[Provided text]
────────────────

This Winter has been the coldest one with an unusual amount of snow accumulating almost every other day. Our precious Winter break was spent shoveling snow off the driveways and around the farm, but rewarded by a cup of good hot chocolate waiting on the wood burning stove. Nevertheless, we were able to capture many beautiful moments that the snow had brought us. Here are some of the photographs . . .
Despite the enormous amount of snow piled up and covering the entire sides of our hoophouses, the inside story is quite a contrast. Look at these gorgeous greens waiting to be harvested and enjoyed. With the sun shining outside, the temperature soars up to the 80’s and warms up the entire space during the day so that our delicate plants can survive another cold night to come.
When these little seedlings grow big enough to be transplanted to the field, we know then Spring has finally come to the farm!
Alas! The little plants that were dormant in the ground are lifting their heads up through the March snow to let us know that Spring in on it’s way. The Winter seems to want to linger which slows the planting season, but we are still busy planning our second year on the new farm. We also have been studying and researching a lot with hopes of providing more exciting “veggies with spirit.”
Most of January was spent repairing the greenhouses that were damaged from hurricane Sandy last Fall, and we even managed to build 3 more which now totals 6 large and 2 small green/hoop houses. Everyone worked very hard pounding the posts through the frozen ground, including my poor son who couldn’t use his hands for a whole week afterwards.
Without the full heat, even the cold hardy plants had to be under extra covers in order to be protected from freezing.
See how they survived under those shrouds and are now thriving? All kinds of greens are as happy as they can be.
“When do you get your little peppers?” is the question most asked by our customers everyday. Well, here they are! In the greenhouse, still suffering a bit from the the cold night temperatures but hanging in there. We can’t wait till they flower and start to bear little tiny peppers that grow into everyone’s favorite, Shishito.
Oh, last but not least, over-wintered broccoli raabs that surpass the sweetness of candy are just starting to shoot out their floret stems. Hopefully, a few more days of nice weather will bring them one step closer to harvest. Yummmm, sauteed broccoli raab, anyone?
Melons are one of the best crops we don’t want to miss in the Summer! They come in all colors, textures, and sweetness, such as beautiful and rare yellow skin watermelons, caramel-sweet froggy melons that one can not resist to ask for more once tasted, and crisp orange honeydew with a hint of smokiness. Oh, let’s not forget the Chameh Korean melon with small edible seeds. It’s subtle flavor and crunchy texture is great for a salad dish mixed with some sweet and hot peppers and a squeeze of lemon. We have planted 13 different fresh pick variety of melons this year, found a few that wasn’t so favorable, but most of them were irresistibly juicy and delicious.

────────────────

[Required actions]
1) Answer these questions using the farm post:
(a) After the January building work, how many green/hoop houses does the farm have in total?
(b) Which pepper is named as everyone's favorite?
(c) How many fresh pick varieties of melon were planted this year?
2) Copy the farm post word for word, starting at "Most of January" and ending at "they can be.".

Point annotation entries

────────────────

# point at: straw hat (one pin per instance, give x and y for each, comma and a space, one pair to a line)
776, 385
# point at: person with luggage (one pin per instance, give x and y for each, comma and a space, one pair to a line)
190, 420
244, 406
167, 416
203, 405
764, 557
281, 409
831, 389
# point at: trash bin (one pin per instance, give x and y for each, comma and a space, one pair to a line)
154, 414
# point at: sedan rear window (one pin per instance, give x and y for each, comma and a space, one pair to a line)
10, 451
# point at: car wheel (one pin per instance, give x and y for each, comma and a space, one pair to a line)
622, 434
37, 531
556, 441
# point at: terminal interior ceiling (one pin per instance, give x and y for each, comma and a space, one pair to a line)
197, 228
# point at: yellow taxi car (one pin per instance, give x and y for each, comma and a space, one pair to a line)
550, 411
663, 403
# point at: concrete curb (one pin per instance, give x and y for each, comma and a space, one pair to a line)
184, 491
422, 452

────────────────

[Solutions in order]
1)
(a) 6 large and 2 small green/hoop houses
(b) Shishito
(c) 13

2)
Most of January was spent repairing the greenhouses that were damaged from hurricane Sandy last Fall, and we even managed to build 3 more which now totals 6 large and 2 small green/hoop houses. Everyone worked very hard pounding the posts through the frozen ground, including my poor son who couldn’t use his hands for a whole week afterwards.
Without the full heat, even the cold hardy plants had to be under extra covers in order to be protected from freezing.
See how they survived under those shrouds and are now thriving? All kinds of greens are as happy as they can be.